Petit problème A:
Répondez à ces questions à partir du texte sur Yannick Agnel :
(i) Lors de quels Jeux Olympiques a-t-il remporté ses deux médailles d'or ?
(ii) De qui son prénom est-il inspiré ?
(iii) À quel club s'est-il inscrit pour apprendre à nager ?
Petit problème B: Mettez à jour le passage du texte sur Yannick Agnel qui s'ouvre sur les mots contenant « LES GARDOIS AUX » et se ferme sur « sport olympique français. ». Réécrivez-le en remplaçant « star mondiale » par « vedette mondiale ».

Texte:
* * *

LES GARDOIS AUX JO Yannick Agnel, le dieu nîmois de l’Olympe
Seul nageur français de l’histoire à avoir remporté deux médailles d’or lors des mêmes Jeux Olympiques, le Nîmois Yannick Agnel est devenu une star mondiale à seulement 20 ans. Victorieux sur le 200 mètres et en équipe sur le 4X100, il éclabousse de son talent les JO 2012 à Londres. Retour sur un moment marquant du sport olympique français.
"D’un côté je prenais 6-0, 6-0 et de l’autre ça se passait beaucoup mieux. Comme je ne suis pas sadomasochiste, j’ai choisi la natation". C’est bien dans une famille où le papa était passionné de tennis que Yannick Agnel a grandi dans le quartier nîmois de la Cigale. Son prénom est d’ailleurs inspiré de Yannick Noah que son papa admirait : "il trouvait le prénom très joli et pas forcément commun". Mais dès 8 ans, Yannick Agnel préfère enfiler un maillot de bain plutôt qu’un short et des baskets. "Une piscine s’est construite dans le lotissement où on habitait, alors il fallait apprendre à nager et je me suis inscrit au Nautic Club Nîmois."

* * *

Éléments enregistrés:
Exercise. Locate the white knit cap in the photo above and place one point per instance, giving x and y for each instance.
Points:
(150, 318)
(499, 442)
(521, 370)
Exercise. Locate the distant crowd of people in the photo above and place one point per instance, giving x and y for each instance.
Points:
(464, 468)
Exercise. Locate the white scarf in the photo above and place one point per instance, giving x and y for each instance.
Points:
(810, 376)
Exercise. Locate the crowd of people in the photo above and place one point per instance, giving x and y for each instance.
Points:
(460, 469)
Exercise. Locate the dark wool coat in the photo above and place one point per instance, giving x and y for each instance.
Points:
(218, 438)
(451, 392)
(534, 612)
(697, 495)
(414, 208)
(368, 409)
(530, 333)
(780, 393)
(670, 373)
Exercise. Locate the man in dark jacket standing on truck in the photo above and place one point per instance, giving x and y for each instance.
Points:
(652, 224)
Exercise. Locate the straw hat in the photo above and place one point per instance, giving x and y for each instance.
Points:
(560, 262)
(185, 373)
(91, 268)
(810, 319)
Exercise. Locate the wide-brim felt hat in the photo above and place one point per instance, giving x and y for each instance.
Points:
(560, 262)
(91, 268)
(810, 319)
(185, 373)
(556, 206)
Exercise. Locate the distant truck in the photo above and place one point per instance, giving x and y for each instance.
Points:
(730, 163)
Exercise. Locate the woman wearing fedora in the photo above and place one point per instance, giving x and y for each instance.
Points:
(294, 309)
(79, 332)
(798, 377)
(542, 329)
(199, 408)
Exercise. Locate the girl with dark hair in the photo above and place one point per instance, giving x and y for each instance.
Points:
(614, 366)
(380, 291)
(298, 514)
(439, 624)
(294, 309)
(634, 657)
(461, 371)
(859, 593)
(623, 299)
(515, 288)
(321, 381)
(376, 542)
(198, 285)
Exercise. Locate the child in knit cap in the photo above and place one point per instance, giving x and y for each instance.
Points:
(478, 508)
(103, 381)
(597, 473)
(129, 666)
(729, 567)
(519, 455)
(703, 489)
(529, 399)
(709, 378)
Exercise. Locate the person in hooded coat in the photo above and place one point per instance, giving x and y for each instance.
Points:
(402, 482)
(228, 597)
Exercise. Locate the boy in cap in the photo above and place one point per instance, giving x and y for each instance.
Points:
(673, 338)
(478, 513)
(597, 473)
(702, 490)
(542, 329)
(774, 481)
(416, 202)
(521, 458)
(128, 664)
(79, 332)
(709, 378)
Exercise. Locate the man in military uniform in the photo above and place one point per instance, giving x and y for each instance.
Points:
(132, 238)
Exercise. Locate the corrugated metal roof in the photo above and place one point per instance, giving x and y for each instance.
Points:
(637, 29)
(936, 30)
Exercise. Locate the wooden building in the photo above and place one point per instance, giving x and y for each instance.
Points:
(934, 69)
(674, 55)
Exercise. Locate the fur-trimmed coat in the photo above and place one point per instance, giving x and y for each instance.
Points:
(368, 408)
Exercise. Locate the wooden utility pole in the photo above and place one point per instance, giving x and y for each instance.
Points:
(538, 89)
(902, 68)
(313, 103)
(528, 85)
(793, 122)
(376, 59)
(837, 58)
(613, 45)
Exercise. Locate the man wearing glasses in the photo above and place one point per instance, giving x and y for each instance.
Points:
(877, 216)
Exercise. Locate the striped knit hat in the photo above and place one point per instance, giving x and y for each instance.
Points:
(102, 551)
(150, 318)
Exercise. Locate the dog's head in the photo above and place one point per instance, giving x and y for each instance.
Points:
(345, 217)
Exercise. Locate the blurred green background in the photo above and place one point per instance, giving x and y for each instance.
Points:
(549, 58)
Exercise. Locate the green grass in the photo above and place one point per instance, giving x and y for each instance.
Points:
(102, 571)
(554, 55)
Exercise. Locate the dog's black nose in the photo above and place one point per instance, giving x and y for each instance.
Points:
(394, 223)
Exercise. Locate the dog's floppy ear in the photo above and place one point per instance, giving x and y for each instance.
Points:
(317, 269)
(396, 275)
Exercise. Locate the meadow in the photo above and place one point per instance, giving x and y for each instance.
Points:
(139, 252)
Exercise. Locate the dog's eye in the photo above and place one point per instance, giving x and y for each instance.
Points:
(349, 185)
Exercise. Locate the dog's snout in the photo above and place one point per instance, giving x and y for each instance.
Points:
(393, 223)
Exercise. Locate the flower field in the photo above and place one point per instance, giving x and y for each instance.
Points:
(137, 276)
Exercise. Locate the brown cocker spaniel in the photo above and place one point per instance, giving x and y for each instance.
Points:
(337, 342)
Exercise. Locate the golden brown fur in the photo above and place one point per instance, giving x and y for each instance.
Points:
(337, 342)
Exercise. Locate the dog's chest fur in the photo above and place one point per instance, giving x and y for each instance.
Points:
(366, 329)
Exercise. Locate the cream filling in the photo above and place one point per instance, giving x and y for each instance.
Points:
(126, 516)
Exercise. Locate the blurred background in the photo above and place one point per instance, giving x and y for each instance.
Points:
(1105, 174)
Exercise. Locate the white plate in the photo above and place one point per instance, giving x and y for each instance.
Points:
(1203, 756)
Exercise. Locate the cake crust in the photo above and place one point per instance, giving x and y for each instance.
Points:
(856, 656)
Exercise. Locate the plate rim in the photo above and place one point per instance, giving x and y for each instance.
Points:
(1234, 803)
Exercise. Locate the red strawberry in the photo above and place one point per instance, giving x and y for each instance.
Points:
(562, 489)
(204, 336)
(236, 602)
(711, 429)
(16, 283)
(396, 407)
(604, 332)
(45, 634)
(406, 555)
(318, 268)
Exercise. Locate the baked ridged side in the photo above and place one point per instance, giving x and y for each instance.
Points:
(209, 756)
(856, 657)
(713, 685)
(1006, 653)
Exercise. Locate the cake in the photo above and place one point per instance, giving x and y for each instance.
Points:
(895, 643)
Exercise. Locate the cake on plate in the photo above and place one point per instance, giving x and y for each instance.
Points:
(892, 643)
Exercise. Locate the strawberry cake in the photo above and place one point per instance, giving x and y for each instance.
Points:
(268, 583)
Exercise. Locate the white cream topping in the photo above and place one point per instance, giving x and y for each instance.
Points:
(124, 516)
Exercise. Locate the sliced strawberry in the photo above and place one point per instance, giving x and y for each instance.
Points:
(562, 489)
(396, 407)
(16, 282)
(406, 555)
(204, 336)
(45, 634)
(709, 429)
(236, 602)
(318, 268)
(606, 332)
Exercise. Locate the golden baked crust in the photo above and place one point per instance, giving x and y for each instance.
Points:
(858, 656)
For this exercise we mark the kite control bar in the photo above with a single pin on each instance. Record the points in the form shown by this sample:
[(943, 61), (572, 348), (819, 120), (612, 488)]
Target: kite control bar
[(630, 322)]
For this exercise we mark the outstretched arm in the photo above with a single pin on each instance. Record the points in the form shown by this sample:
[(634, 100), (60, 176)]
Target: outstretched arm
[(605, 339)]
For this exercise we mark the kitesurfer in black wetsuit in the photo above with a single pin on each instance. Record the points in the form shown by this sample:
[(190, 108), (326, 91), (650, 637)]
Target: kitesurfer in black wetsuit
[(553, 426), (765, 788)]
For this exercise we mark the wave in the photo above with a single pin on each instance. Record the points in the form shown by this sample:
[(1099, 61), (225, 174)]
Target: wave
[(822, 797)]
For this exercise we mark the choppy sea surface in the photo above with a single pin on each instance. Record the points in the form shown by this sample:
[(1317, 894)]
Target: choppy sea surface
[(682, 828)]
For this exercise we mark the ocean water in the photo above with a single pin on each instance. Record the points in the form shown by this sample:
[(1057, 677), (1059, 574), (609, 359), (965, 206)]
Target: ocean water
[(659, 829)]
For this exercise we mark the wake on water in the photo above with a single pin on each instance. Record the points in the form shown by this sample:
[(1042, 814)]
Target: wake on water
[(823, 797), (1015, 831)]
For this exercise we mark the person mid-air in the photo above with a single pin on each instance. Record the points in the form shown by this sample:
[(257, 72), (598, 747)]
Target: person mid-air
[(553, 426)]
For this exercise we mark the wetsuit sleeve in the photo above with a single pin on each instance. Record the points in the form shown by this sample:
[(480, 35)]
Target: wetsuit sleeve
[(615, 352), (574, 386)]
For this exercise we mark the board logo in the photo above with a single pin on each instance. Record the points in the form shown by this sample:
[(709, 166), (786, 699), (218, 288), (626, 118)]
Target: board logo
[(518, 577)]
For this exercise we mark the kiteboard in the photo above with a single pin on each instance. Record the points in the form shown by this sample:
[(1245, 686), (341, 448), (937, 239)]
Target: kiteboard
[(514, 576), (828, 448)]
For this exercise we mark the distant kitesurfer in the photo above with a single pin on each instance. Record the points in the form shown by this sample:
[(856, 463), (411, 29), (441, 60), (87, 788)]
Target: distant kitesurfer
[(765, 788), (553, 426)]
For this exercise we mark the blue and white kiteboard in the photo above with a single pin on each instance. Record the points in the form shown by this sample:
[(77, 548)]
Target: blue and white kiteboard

* * *

Solution rédigée A:
(i) Aux JO 2012 à Londres.
(ii) De Yannick Noah.
(iii) Au Nautic Club Nîmois.

Solution rédigée B:
LES GARDOIS AUX JO Yannick Agnel, le dieu nîmois de l’Olympe
Seul nageur français de l’histoire à avoir remporté deux médailles d’or lors des mêmes Jeux Olympiques, le Nîmois Yannick Agnel est devenu une vedette mondiale à seulement 20 ans. Victorieux sur le 200 mètres et en équipe sur le 4X100, il éclabousse de son talent les JO 2012 à Londres. Retour sur un moment marquant du sport olympique français.